> [What is needed]
Copy the line with "Mark the brown" and all lines following it through the last line of the entries, exactly as written.

> [Information supplied]
----
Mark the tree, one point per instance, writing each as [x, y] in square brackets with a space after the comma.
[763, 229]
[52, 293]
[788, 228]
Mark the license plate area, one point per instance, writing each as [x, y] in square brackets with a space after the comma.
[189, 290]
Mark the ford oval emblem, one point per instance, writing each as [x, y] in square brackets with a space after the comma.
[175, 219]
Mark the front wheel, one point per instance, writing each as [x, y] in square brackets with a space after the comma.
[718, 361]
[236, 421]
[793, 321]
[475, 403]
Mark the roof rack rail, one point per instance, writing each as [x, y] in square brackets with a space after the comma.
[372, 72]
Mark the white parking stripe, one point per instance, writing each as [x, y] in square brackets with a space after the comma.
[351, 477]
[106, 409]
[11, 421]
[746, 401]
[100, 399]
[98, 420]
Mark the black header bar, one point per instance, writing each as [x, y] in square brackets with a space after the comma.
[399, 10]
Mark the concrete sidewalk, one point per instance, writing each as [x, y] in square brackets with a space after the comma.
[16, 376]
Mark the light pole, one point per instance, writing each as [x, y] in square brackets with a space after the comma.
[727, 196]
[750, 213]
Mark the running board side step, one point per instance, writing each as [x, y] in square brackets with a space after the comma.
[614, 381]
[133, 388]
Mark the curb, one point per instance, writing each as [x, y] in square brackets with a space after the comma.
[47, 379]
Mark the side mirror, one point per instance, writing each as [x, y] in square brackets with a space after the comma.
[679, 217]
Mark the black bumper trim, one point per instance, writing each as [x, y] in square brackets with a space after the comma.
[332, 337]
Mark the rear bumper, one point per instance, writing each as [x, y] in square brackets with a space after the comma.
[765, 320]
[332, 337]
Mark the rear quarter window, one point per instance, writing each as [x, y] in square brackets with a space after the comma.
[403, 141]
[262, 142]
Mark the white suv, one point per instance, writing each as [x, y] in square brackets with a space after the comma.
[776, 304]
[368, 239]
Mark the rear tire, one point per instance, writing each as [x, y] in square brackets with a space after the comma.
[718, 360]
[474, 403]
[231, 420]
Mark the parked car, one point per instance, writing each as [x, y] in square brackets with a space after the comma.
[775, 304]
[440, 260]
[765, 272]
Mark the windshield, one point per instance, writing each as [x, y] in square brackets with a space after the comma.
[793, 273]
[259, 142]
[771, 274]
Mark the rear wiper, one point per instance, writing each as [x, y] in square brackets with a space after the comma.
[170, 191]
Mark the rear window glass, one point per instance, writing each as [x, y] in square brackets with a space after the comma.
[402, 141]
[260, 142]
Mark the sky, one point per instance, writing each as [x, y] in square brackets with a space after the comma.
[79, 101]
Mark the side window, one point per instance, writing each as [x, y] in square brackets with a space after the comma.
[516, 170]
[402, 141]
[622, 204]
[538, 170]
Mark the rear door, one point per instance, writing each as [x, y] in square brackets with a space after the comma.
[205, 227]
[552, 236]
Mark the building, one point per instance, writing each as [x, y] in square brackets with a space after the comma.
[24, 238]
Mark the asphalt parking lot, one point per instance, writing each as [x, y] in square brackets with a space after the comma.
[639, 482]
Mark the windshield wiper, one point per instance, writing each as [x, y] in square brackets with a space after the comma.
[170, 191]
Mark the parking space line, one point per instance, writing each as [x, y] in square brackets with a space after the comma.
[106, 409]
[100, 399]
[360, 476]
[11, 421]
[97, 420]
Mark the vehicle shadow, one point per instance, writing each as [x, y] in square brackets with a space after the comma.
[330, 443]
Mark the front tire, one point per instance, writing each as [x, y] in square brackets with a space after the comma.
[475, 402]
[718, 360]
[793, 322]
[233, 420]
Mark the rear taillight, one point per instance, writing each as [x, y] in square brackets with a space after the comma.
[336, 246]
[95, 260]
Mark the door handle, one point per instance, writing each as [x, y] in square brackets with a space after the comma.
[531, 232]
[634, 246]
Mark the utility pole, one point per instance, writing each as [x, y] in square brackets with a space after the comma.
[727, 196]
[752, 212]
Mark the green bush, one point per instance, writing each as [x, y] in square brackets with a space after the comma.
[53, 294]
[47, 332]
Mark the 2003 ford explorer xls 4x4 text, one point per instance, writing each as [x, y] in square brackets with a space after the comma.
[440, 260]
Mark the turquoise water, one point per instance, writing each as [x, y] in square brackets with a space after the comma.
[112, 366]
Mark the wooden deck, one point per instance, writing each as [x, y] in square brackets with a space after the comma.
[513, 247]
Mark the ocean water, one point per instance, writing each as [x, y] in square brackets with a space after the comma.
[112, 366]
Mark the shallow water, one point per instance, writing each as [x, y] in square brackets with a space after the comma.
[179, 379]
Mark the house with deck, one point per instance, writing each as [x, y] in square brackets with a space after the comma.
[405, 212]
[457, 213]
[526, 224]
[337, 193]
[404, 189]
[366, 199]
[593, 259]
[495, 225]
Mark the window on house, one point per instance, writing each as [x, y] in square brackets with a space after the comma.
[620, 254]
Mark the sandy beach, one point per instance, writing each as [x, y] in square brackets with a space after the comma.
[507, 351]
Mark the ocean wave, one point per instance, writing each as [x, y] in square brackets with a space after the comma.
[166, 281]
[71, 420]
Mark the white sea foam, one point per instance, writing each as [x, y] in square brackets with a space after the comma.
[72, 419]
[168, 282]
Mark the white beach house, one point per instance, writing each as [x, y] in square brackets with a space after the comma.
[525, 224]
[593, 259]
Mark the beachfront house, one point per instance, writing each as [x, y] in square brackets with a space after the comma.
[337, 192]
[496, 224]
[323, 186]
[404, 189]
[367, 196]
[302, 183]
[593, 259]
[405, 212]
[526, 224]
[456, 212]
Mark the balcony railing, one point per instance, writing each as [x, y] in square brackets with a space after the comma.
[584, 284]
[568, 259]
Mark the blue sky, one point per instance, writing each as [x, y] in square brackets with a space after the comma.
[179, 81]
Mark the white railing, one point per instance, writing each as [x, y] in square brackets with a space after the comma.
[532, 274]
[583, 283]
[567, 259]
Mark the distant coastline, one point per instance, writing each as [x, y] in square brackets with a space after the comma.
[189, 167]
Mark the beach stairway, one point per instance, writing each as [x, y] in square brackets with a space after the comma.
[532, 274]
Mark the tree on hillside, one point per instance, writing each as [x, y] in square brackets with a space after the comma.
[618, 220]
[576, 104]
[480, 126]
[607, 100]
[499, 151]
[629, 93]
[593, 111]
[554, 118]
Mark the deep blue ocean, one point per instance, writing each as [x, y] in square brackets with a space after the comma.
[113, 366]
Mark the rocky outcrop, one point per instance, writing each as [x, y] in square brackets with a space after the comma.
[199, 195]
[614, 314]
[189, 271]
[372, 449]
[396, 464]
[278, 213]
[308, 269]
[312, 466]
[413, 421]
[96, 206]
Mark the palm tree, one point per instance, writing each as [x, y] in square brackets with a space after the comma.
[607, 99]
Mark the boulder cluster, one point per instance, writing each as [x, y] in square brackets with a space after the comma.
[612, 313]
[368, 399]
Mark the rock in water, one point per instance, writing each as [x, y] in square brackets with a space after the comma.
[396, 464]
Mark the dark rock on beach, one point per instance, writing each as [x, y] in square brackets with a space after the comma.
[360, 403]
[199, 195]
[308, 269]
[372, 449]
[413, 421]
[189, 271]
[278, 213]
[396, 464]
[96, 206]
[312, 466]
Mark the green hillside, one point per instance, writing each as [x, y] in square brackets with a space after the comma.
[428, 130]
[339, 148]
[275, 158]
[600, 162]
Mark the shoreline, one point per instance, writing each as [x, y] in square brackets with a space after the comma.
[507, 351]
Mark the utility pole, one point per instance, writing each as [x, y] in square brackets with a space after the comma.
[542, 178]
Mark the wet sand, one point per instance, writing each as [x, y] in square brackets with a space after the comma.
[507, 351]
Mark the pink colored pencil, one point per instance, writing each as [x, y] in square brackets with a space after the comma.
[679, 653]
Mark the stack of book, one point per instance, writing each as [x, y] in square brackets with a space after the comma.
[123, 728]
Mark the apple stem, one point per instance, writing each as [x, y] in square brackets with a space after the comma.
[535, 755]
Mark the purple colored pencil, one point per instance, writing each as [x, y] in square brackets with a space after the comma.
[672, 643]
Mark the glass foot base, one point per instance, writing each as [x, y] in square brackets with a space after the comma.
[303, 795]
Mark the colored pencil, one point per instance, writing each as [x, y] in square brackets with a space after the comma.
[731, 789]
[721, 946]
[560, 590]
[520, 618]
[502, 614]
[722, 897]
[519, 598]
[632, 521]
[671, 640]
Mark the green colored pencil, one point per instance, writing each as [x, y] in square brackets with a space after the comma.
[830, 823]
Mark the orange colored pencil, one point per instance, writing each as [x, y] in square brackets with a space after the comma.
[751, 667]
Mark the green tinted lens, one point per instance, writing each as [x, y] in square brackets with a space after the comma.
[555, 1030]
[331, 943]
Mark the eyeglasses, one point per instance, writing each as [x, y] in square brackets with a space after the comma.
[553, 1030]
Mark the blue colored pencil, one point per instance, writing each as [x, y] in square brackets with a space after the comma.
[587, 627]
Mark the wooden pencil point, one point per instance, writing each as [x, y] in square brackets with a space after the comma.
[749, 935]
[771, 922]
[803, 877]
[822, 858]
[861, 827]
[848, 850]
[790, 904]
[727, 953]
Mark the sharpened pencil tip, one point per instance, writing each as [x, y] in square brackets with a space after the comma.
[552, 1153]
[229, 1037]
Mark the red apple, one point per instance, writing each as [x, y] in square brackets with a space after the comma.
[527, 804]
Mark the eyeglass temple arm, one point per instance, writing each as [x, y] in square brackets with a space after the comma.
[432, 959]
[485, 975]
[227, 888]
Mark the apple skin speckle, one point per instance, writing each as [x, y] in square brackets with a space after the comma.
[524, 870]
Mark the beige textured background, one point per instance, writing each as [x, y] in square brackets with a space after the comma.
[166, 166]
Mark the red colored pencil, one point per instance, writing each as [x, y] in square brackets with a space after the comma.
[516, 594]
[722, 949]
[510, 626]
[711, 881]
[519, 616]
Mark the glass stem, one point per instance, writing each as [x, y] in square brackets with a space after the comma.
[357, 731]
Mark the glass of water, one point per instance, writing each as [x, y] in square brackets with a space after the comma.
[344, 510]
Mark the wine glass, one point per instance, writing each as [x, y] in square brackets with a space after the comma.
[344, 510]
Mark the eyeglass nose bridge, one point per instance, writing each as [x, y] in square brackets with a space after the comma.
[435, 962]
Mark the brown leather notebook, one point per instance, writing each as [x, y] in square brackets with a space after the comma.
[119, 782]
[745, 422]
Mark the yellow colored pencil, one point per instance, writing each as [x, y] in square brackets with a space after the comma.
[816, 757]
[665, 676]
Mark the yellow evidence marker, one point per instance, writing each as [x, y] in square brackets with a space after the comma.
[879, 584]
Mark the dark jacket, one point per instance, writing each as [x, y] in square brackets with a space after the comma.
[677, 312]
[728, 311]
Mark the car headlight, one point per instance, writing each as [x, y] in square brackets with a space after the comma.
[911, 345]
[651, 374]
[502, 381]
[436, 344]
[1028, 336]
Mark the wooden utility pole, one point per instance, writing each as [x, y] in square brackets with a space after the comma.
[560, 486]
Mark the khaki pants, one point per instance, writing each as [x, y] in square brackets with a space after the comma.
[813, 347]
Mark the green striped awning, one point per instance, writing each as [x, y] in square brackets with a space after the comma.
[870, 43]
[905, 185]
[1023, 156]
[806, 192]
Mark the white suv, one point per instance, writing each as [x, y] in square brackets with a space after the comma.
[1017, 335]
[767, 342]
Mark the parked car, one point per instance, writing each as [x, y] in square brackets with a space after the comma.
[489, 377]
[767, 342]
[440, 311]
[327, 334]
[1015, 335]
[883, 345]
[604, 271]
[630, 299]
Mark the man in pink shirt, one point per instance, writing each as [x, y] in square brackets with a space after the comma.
----
> [Problem solution]
Mark the brown leather notebook, one point per instance, writing each as [x, y] in square brackets with a space after the comma.
[119, 782]
[745, 422]
Mark the yellow colored pencil, one point per instance, writing each as [x, y] in square brackets with a space after the comma.
[816, 757]
[665, 676]
Mark the yellow evidence marker, one point per instance, writing each as [x, y] in square brackets with a space after the comma.
[879, 584]
Mark the dark jacket, one point per instance, writing each as [x, y] in square brackets with a space after the comma.
[677, 312]
[728, 311]
Mark the car headlight, one point per instance, writing each as [x, y] in square brackets with a space after the comma.
[911, 345]
[651, 374]
[502, 381]
[436, 344]
[1028, 336]
Mark the wooden utility pole, one point per instance, writing each as [x, y] in square brackets with a space after the comma.
[560, 486]
Mark the khaki pants, one point per instance, writing each as [x, y] in square brackets with a space after the comma.
[813, 347]
Mark the green striped awning, one point per instance, writing each as [x, y] in square brackets with a space after the comma.
[870, 43]
[905, 185]
[1023, 156]
[806, 192]
Mark the white suv, one point per instance, writing each as [x, y] in square brackets with a space after the comma.
[1017, 335]
[767, 342]
Mark the parked car, one point per instance, writing each as [x, y] in square brackets with a space after the comma.
[489, 377]
[767, 342]
[440, 311]
[327, 334]
[1015, 335]
[883, 345]
[604, 271]
[630, 299]
Mark the man in pink shirt, one point per instance, writing each as [x, y] in square brackets with a space after the comma.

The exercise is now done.